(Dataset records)
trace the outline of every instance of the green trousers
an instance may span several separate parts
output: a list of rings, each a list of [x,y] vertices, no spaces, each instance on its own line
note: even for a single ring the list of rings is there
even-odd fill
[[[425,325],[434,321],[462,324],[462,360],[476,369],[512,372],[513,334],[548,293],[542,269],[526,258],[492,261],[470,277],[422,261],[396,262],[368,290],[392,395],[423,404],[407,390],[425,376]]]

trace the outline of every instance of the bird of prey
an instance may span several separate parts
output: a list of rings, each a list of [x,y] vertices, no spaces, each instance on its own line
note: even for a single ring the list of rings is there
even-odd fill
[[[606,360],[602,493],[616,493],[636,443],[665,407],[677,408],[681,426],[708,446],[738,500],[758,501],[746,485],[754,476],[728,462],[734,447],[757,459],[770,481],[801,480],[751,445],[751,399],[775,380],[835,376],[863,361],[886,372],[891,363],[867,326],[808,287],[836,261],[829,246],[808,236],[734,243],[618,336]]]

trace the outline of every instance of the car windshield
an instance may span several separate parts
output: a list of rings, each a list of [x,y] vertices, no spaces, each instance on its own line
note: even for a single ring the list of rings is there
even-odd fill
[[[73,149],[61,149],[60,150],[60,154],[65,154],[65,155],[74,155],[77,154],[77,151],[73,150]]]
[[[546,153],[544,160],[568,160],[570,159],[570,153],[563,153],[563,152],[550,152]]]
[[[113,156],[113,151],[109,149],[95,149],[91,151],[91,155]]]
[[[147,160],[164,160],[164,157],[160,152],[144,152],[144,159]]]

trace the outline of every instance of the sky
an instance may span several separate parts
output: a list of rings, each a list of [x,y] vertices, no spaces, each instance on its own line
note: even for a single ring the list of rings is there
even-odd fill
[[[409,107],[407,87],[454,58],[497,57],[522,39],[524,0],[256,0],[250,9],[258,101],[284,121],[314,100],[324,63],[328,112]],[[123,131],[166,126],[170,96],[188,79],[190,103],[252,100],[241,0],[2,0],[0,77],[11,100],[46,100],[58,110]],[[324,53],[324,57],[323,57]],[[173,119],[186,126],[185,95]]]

▶ Exercise aim: Copy out the material in full, switching "separate parts" to "disconnected pieces" wherever it occurs and leaving all other text as it stands.

▶ Completed exercise:
trace the outline of every instance of the green trousers
an instance may span several disconnected pieces
output: a list of rings, each a list of [x,y] vertices, no spaces, each instance on its own line
note: even for a single ring the list of rings is there
even-odd fill
[[[425,325],[434,321],[462,324],[462,360],[476,369],[512,372],[513,334],[548,293],[542,269],[526,258],[492,261],[470,277],[422,261],[396,262],[368,290],[392,395],[423,404],[407,390],[425,376]]]

trace the outline of every instance of the bird of prey
an instance may span several disconnected pieces
output: a list of rings, each a list of [x,y] vertices, no spaces, each instance on its own line
note: even for a single ring the list of rings is there
even-odd fill
[[[606,360],[602,493],[616,493],[636,443],[665,407],[677,408],[681,426],[708,446],[738,500],[758,501],[746,485],[754,476],[728,462],[734,447],[757,459],[770,481],[801,480],[751,445],[751,399],[775,380],[835,376],[863,361],[886,372],[891,363],[867,326],[808,287],[836,261],[829,246],[808,236],[734,243],[618,336]]]

trace the outline of every instance of the car windshield
an instance may span several disconnected pieces
output: a list of rings, each a list of [x,y] vertices, no spaces, each instance on its own line
note: even for a single ring the list of rings is there
even-odd fill
[[[73,149],[61,149],[60,150],[60,154],[65,154],[65,155],[74,155],[77,154],[77,151],[73,150]]]
[[[546,153],[544,160],[568,160],[570,159],[570,153],[563,153],[563,152],[550,152]]]
[[[113,156],[113,151],[109,149],[95,149],[91,151],[91,155]]]
[[[147,160],[164,160],[164,157],[160,152],[144,152],[144,159]]]

trace the outline of every instance of the sky
an instance may span several disconnected pieces
output: a list of rings, each a list of [x,y] vertices, no spaces, each instance on its own line
note: even for a single ring the list of rings is there
even-odd fill
[[[409,107],[407,87],[454,58],[497,57],[522,39],[524,0],[256,0],[250,9],[258,101],[284,121],[314,100],[324,63],[328,112]],[[123,131],[166,126],[170,96],[188,79],[190,103],[252,100],[241,0],[2,0],[0,77],[11,100],[46,100],[58,110]],[[324,53],[324,57],[323,57]],[[173,119],[186,126],[185,95]]]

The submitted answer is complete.